**Set problem 1**. In the listing further down, reproduce verbatim everything from the line containing "Task: locate the dark" down to the line containing "pixel 253 73", including both of those lines.

You may also be intersted in the front areaway railing balustrade
elements that were made of a precast concrete at the House of Fifteen
Bathrooms. They are small elements framed by a top rail of very
excellent quality brownstone, and then by a base and outside columns
mixed of brownstone and composite patching materials. I felt that on
removal of the paint from the elements that the exposure of small white
quartz pebbles, not much larger in appearance than I have seen in
recently quarried Portland Brownstone installed at Yale -- though here
in the precast rounded and not cut through flat as with the quarried
brownstone... I thought the clean precast was incredibly beautiful. The
client, did not, and I was asked to do something about it and without
much aesthetic direction. What I did this week, after much hemming &
hawing (an entire winter's worth) was stain them with a mix of pigments
and potasium silicate, purchased at Kremer pigments on Elizabeth Street.

**Records for processing**.
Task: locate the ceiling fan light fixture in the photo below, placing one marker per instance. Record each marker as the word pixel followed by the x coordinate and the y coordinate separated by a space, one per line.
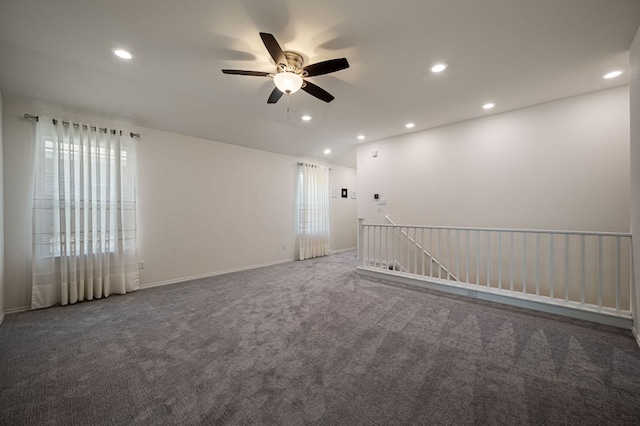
pixel 288 82
pixel 122 53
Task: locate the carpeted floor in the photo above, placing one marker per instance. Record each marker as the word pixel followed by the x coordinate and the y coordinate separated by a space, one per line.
pixel 310 342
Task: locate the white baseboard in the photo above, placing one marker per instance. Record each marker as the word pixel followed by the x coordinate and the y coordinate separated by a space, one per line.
pixel 211 274
pixel 636 335
pixel 18 310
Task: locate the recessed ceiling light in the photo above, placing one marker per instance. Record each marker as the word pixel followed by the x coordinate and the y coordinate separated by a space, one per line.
pixel 612 74
pixel 122 53
pixel 438 68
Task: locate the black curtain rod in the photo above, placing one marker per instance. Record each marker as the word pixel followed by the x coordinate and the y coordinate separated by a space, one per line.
pixel 66 123
pixel 311 165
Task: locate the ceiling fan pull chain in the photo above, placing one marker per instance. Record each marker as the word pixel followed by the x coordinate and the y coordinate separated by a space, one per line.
pixel 288 106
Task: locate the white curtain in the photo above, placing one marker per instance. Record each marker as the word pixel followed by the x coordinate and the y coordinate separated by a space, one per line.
pixel 313 211
pixel 84 214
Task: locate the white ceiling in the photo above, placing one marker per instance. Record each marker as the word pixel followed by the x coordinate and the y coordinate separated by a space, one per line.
pixel 57 53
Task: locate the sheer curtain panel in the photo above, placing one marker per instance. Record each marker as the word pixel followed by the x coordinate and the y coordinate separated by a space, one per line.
pixel 313 211
pixel 84 214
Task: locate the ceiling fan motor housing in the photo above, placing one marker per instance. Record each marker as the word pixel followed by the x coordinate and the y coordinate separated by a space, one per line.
pixel 295 63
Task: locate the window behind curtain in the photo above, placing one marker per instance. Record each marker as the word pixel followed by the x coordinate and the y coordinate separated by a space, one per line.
pixel 84 214
pixel 313 211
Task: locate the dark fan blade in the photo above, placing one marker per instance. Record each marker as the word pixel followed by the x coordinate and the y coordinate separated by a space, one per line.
pixel 274 96
pixel 316 91
pixel 274 48
pixel 326 67
pixel 253 73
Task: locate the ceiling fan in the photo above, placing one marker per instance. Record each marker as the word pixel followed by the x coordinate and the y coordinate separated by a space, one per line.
pixel 291 73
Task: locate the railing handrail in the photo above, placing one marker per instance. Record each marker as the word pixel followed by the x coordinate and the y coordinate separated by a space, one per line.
pixel 433 259
pixel 514 230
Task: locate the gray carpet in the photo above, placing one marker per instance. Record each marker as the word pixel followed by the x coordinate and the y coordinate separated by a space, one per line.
pixel 310 343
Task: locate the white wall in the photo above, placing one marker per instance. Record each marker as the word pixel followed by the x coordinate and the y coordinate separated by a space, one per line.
pixel 203 207
pixel 634 58
pixel 344 223
pixel 560 165
pixel 2 306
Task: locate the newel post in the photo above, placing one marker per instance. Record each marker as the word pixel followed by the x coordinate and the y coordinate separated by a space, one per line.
pixel 361 241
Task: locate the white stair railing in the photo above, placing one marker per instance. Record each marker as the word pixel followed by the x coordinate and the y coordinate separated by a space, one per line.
pixel 584 271
pixel 423 250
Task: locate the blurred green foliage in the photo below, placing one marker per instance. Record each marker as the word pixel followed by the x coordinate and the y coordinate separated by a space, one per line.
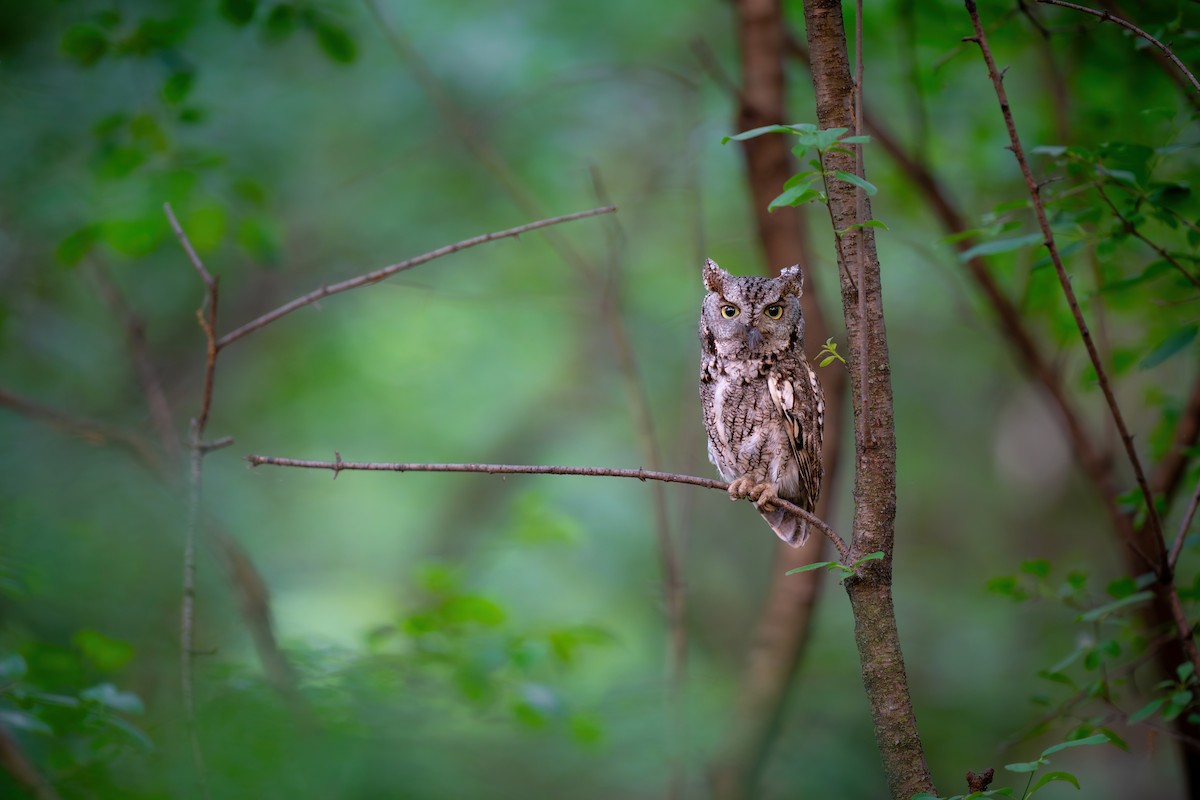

**Set problem 2**. Write out the passage on the precast balustrade elements verbatim, in full.

**Finished answer 1**.
Task: locate the dark fan blade in the photo above, placing one marker per instance. Record each marker as the word pixel followed by the x coordinate and the y coordinate separated by a space, one per line.
pixel 274 96
pixel 316 91
pixel 274 48
pixel 326 67
pixel 253 73

**Finished answer 2**.
You may also be intersted in the front areaway railing balustrade
elements that were made of a precast concrete at the House of Fifteen
Bathrooms. They are small elements framed by a top rail of very
excellent quality brownstone, and then by a base and outside columns
mixed of brownstone and composite patching materials. I felt that on
removal of the paint from the elements that the exposure of small white
quartz pebbles, not much larger in appearance than I have seen in
recently quarried Portland Brownstone installed at Yale -- though here
in the precast rounded and not cut through flat as with the quarried
brownstone... I thought the clean precast was incredibly beautiful. The
client, did not, and I was asked to do something about it and without
much aesthetic direction. What I did this week, after much hemming &
hawing (an entire winter's worth) was stain them with a mix of pigments
and potasium silicate, purchased at Kremer pigments on Elizabeth Street.